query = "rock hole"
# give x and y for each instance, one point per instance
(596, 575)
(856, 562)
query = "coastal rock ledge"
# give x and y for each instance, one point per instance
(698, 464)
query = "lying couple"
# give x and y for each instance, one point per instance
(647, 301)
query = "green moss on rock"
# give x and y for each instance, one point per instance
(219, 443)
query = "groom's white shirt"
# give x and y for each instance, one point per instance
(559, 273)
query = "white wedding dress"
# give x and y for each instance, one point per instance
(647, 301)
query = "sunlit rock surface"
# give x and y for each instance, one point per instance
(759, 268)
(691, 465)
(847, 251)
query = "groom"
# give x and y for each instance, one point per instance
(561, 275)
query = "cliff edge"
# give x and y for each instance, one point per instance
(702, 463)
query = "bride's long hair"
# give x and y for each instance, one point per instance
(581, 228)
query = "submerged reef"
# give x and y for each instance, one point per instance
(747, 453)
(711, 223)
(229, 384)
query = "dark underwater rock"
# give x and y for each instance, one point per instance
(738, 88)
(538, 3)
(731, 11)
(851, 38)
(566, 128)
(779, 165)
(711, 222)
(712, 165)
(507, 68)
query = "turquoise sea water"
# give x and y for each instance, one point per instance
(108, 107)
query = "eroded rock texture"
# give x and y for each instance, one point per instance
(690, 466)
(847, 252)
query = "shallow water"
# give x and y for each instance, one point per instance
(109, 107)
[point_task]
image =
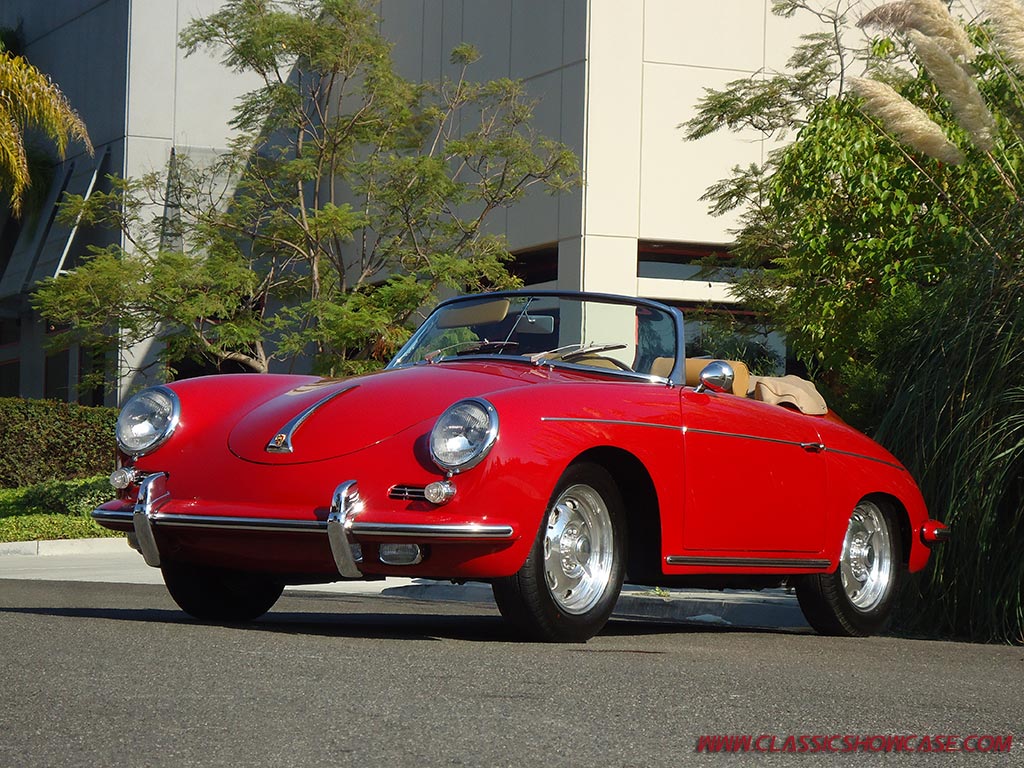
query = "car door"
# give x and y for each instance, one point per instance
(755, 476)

...

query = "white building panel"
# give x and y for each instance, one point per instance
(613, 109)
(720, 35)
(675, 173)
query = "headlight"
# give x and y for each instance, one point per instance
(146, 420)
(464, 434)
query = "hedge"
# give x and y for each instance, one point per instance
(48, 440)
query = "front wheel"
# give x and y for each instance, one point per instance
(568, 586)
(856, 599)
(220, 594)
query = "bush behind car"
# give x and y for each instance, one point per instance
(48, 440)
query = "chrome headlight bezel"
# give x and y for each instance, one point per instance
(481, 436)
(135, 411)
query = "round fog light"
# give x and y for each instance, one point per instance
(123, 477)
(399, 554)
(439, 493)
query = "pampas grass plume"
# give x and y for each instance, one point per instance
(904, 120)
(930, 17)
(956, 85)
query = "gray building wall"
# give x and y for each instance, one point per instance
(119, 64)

- Brief
Among the lines above, find those that contain the word "groom" and copy them.

- Solution below
query = "groom's white shirt"
query = "groom"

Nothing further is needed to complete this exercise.